Point localization data:
☆ ☆ ☆ ☆ ☆
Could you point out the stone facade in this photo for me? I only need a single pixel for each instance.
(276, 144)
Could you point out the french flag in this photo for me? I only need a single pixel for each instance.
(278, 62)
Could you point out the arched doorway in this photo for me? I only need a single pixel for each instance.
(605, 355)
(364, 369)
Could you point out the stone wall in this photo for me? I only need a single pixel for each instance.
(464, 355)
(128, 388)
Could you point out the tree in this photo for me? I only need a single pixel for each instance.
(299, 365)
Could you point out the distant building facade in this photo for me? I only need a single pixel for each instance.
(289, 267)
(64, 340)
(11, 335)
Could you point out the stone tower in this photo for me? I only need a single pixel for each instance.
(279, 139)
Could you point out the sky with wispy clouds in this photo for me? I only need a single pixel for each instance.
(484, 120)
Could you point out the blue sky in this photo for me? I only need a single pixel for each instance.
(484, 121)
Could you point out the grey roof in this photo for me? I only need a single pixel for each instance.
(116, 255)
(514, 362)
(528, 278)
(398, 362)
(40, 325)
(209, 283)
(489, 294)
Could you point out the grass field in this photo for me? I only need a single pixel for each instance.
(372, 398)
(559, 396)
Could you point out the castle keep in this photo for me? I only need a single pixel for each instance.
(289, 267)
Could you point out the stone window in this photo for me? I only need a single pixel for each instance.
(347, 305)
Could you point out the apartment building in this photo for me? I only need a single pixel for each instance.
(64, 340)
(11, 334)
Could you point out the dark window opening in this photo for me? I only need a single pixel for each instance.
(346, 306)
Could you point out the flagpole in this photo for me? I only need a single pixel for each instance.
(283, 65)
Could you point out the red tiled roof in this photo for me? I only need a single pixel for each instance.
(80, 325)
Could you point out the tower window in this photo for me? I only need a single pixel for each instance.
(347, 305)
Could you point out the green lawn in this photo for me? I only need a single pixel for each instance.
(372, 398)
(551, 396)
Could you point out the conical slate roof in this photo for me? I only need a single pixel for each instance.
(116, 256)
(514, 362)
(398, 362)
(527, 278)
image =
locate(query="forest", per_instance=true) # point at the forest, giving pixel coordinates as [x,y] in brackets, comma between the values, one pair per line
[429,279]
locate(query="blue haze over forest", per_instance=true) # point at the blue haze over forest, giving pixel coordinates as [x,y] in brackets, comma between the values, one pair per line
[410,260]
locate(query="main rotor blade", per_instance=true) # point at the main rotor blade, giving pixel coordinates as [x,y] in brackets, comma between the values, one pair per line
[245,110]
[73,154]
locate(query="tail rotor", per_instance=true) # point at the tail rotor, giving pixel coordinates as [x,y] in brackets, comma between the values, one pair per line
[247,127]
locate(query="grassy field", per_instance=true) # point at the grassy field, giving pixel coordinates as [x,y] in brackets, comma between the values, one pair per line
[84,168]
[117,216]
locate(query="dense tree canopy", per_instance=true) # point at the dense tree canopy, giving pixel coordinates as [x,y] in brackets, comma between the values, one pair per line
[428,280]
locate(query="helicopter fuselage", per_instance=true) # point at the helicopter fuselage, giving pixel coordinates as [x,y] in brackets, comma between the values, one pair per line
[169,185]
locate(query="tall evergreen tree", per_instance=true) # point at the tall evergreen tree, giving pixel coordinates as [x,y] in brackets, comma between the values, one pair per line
☆ ☆ ☆ ☆ ☆
■ **Problem to solve**
Line by line, retype all the entries exactly as they are shown.

■ **Your solution**
Could you point out the stone facade in this photo for me? I only need a single pixel for each instance.
(276, 144)
Could you point out the french flag in this photo for me? I only need a single pixel for each instance.
(278, 62)
Could you point out the arched doorway in this photo for me? I only need a single pixel for each instance.
(605, 355)
(364, 369)
Could you point out the stone wall in this photo for me? I only need a single pixel for each instance.
(464, 355)
(128, 388)
Could you point out the tree in this photo for me? I only need a single pixel for each instance.
(299, 365)
Could you point out the distant building facade in this photo for me? I only need a single pixel for each instance.
(289, 267)
(64, 340)
(11, 335)
Could you point out the stone tower in this photo for me? I only need a single pixel for each instance.
(279, 139)
Could you point out the sky with wispy clouds in this photo for me? I only need a single pixel for each instance.
(484, 120)
Could you point out the blue sky in this photo for me? I only need a single pixel for each instance.
(484, 121)
Could you point out the grey roof in this photo for me? I only need a single pixel for each instance.
(116, 255)
(514, 362)
(528, 278)
(398, 362)
(40, 325)
(209, 283)
(489, 294)
Could you point out the grass field in this photo for me? I only need a single pixel for each instance.
(372, 398)
(559, 396)
Could you point out the castle keep in this photo for me? I only need a single pixel for each instance.
(289, 267)
Could you point out the stone window in this photo for me? I only need a single pixel for each instance.
(347, 305)
Could you point out the apartment building in this photo for me? I only need a single pixel for each instance.
(64, 340)
(11, 334)
Could you point out the dark window opening in this photo for me? I only need a single pixel for each instance.
(346, 306)
Could you point out the flagpole in this photo for me? I only need a single pixel for each instance.
(283, 65)
Could you point out the red tiled roof in this photo for me? I only need a single pixel for each instance.
(80, 325)
Could you point out the tower window in this photo for me? I only need a single pixel for each instance.
(347, 305)
Could you point out the green lawn in this photo for me? I only need a single pixel for each instance.
(372, 398)
(551, 396)
Could you point out the conical slate roof in this photo for me? I only need a single pixel for each instance.
(116, 256)
(514, 362)
(398, 362)
(527, 278)
image =
locate(query="forest", per_instance=true) # point at the forest, giving pixel coordinates as [x,y] in brackets, comma between the values, one pair per line
[429,279]
locate(query="blue haze over forest", per_instance=true) # point at the blue haze over forest, giving pixel coordinates as [x,y] in brackets, comma between the values, one pair per line
[410,260]
locate(query="main rotor blade", per_instance=true) # point at the main rotor blade, giving pixel coordinates as [x,y] in brackets, comma between the values, one pair per line
[245,110]
[73,154]
locate(query="tail rotor", per_instance=true) # point at the tail rotor, giving pixel coordinates as [x,y] in brackets, comma between the values, one pair per line
[247,127]
locate(query="grassy field", per_instance=true) # point at the grassy field, giving pixel coordinates as [x,y] in brackets, comma between the values, one pair per line
[84,168]
[117,216]
locate(query="dense tree canopy", per_instance=true) # point at the dense tree canopy, giving pixel coordinates as [x,y] in brackets, comma between the values, one pair per line
[428,280]
locate(query="helicopter fuselage", per_instance=true) # point at the helicopter fuselage, giving pixel coordinates as [x,y] in brackets, comma between the values, one pair per line
[169,185]
locate(query="tall evergreen tree", per_instance=true) # point at the tall evergreen tree, giving pixel coordinates as [x,y] in brackets, comma between the values, one pair per line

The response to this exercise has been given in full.